Task instructions → Copy everything below, word for word, from the line containing "Where can you see the metal post" down to the end of the material. Leave the pictures out.

Dataset →
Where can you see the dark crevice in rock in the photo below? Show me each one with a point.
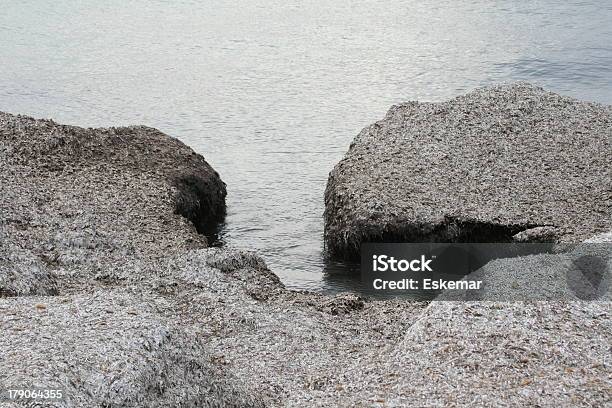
(202, 202)
(451, 230)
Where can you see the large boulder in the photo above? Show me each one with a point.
(497, 163)
(110, 349)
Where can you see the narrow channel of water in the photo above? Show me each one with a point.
(272, 92)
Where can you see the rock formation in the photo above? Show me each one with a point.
(497, 163)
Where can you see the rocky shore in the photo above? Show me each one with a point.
(504, 163)
(108, 291)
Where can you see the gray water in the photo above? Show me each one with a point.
(272, 92)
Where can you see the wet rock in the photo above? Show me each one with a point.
(482, 167)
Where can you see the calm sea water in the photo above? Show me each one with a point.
(271, 92)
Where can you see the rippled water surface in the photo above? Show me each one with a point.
(272, 92)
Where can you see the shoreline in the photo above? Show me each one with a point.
(112, 280)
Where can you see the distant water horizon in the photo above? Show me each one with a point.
(272, 92)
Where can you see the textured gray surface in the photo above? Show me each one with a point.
(481, 167)
(146, 315)
(111, 349)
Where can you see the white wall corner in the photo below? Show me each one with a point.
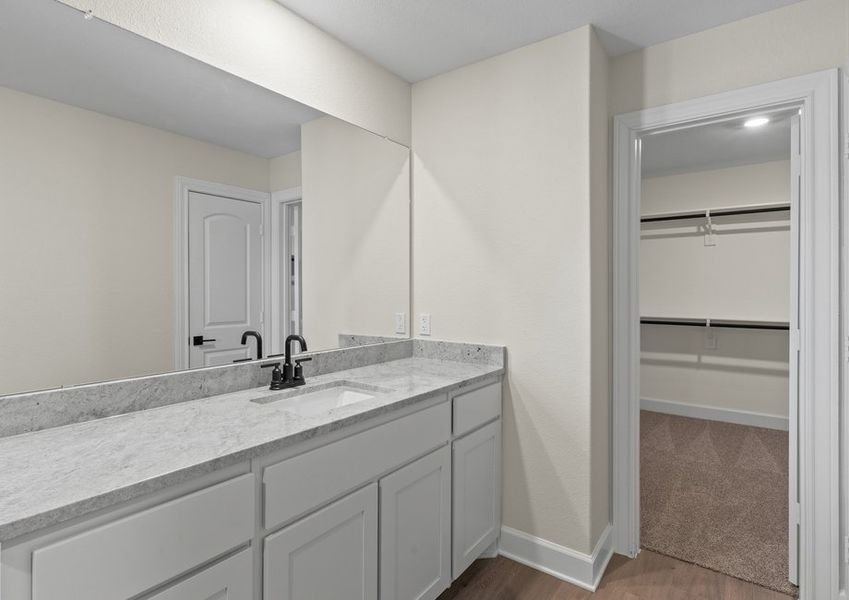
(577, 568)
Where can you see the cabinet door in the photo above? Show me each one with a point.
(477, 494)
(415, 529)
(231, 579)
(328, 555)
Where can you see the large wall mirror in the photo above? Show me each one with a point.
(155, 209)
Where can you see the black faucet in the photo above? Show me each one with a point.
(258, 338)
(294, 375)
(291, 375)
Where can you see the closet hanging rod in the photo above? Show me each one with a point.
(724, 323)
(716, 212)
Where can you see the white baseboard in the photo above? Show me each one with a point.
(711, 413)
(583, 570)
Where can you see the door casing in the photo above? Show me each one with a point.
(816, 95)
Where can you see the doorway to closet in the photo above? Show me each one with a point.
(816, 431)
(718, 368)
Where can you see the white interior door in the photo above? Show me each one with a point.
(793, 467)
(225, 277)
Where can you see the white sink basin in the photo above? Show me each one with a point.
(322, 398)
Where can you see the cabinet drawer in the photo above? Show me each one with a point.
(133, 554)
(296, 485)
(231, 579)
(476, 407)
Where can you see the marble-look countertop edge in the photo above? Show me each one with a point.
(12, 530)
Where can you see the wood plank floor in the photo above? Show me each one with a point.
(648, 577)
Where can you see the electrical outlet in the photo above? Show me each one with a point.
(710, 339)
(424, 324)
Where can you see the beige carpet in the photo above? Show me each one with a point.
(715, 494)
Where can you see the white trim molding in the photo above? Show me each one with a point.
(715, 413)
(577, 568)
(279, 306)
(182, 187)
(816, 95)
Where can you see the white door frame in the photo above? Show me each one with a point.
(279, 200)
(817, 95)
(182, 187)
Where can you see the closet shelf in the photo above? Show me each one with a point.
(727, 211)
(724, 323)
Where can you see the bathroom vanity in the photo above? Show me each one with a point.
(381, 481)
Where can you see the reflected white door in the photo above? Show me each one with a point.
(225, 278)
(793, 454)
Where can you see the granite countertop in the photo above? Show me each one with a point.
(53, 475)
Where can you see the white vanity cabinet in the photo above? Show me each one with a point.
(415, 529)
(476, 463)
(131, 555)
(392, 508)
(231, 579)
(330, 554)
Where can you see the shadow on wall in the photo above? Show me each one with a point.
(737, 350)
(520, 505)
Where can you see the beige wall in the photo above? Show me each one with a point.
(601, 284)
(801, 38)
(502, 250)
(745, 276)
(263, 42)
(284, 171)
(356, 231)
(86, 240)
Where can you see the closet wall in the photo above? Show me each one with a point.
(746, 275)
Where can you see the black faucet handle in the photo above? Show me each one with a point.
(299, 370)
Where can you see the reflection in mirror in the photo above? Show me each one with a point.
(161, 214)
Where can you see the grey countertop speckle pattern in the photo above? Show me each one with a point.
(51, 476)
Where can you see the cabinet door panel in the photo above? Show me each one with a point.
(477, 494)
(415, 529)
(330, 554)
(141, 551)
(231, 579)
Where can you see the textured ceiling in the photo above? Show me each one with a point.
(48, 49)
(716, 146)
(417, 39)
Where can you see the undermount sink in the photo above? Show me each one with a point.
(313, 400)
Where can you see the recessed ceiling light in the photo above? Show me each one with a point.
(756, 122)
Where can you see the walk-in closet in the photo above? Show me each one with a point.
(717, 304)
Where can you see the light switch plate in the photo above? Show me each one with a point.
(400, 323)
(710, 339)
(424, 324)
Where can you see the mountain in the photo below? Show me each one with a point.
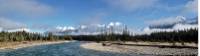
(183, 24)
(112, 27)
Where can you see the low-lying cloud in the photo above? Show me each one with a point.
(24, 7)
(7, 24)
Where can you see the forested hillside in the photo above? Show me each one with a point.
(190, 35)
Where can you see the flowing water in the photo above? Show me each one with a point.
(62, 49)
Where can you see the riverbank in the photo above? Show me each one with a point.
(136, 49)
(17, 45)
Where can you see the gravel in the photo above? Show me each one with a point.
(146, 50)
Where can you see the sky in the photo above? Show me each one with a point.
(136, 14)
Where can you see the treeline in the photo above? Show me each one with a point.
(25, 36)
(190, 35)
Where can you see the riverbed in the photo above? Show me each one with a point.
(73, 48)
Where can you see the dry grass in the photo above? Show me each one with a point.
(16, 45)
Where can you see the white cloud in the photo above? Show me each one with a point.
(7, 24)
(131, 5)
(166, 21)
(24, 7)
(114, 24)
(59, 28)
(192, 6)
(176, 27)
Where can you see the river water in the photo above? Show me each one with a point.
(62, 49)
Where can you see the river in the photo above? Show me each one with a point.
(61, 49)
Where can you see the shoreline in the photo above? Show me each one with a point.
(18, 45)
(146, 50)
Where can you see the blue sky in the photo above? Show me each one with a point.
(134, 13)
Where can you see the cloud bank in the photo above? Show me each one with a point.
(23, 7)
(7, 24)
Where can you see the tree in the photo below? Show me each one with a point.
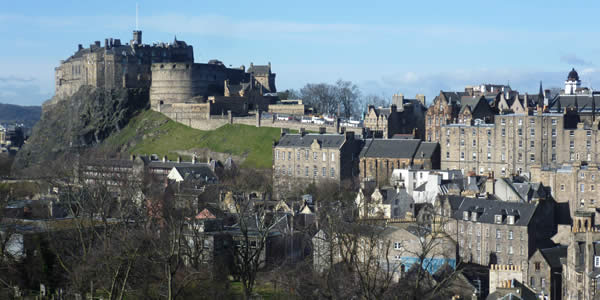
(255, 226)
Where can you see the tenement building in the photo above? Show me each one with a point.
(499, 232)
(379, 157)
(302, 159)
(581, 270)
(404, 116)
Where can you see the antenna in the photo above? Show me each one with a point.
(136, 16)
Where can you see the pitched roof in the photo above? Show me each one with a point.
(391, 148)
(197, 172)
(325, 140)
(553, 255)
(426, 149)
(487, 209)
(259, 69)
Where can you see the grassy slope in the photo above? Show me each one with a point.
(164, 137)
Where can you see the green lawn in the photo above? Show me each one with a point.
(164, 136)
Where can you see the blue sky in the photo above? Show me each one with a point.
(383, 46)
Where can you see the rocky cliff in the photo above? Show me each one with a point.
(77, 122)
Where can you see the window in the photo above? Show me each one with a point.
(543, 282)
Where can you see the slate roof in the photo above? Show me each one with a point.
(391, 148)
(426, 149)
(259, 70)
(553, 255)
(326, 140)
(487, 209)
(197, 172)
(584, 102)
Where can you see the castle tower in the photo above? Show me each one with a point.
(572, 83)
(137, 37)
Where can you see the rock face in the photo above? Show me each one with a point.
(82, 120)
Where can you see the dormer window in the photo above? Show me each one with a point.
(511, 220)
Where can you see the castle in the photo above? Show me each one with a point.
(169, 72)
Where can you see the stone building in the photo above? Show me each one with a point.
(516, 142)
(404, 116)
(498, 232)
(581, 269)
(545, 269)
(444, 110)
(302, 159)
(379, 157)
(117, 65)
(573, 184)
(289, 107)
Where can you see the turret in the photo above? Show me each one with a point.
(137, 37)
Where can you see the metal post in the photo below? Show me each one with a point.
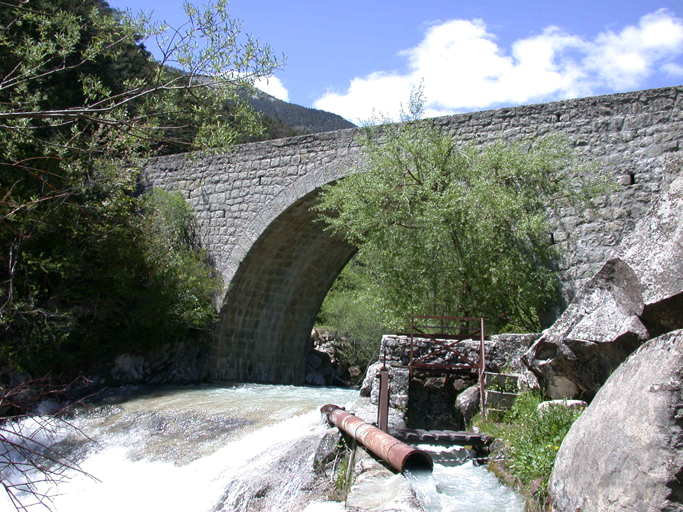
(383, 406)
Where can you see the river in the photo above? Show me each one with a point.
(213, 449)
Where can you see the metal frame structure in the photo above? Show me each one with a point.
(445, 339)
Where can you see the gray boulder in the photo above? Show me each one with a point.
(468, 402)
(598, 330)
(625, 453)
(636, 296)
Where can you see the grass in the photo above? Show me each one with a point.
(530, 443)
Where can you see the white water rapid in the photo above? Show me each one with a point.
(240, 448)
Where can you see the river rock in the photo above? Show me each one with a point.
(655, 252)
(468, 402)
(576, 405)
(598, 330)
(636, 295)
(625, 453)
(377, 489)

Written solution →
Where can you see the metal post in the photo below? Show me each one with a point.
(383, 406)
Where can you see the river in the photo above? Show me each one with a point.
(213, 449)
Where can you see the metal frame structure in the photo above? Show me each one with a point.
(445, 339)
Where can you see the gray boulder in the photo above? Show me each one with a point.
(468, 402)
(598, 330)
(625, 453)
(636, 296)
Where can you see the grass in the photo above? Show me each one with a point.
(530, 443)
Where can you see the white water rapid in the photo above? Show me each one with a point.
(240, 448)
Where can you see the river rock in the photo above? Show me each one with a point.
(655, 252)
(468, 402)
(576, 405)
(598, 330)
(636, 295)
(625, 453)
(377, 489)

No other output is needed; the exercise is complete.